→ **What is needed**:
Transcribe every entry verbatim; omit pictures.

→ **Dataset excerpts**:
---
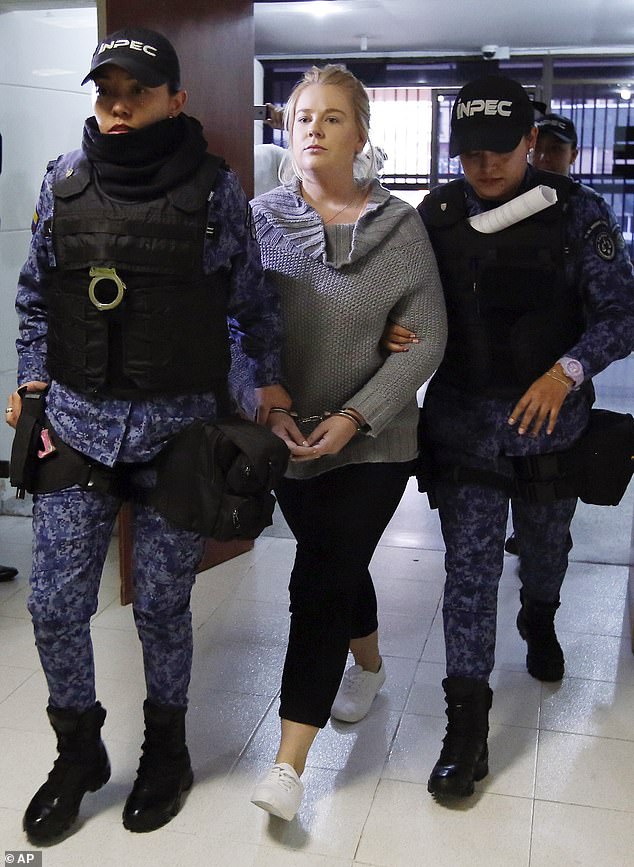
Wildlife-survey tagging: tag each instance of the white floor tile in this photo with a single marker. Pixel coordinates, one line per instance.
(573, 836)
(589, 771)
(559, 792)
(407, 828)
---
→ **Answer space**:
Wildlife-survey tagging: tag each instance of the white floor tile in this photo with a single marker. Pixel coordinates, one line per instance.
(573, 836)
(589, 771)
(559, 792)
(407, 828)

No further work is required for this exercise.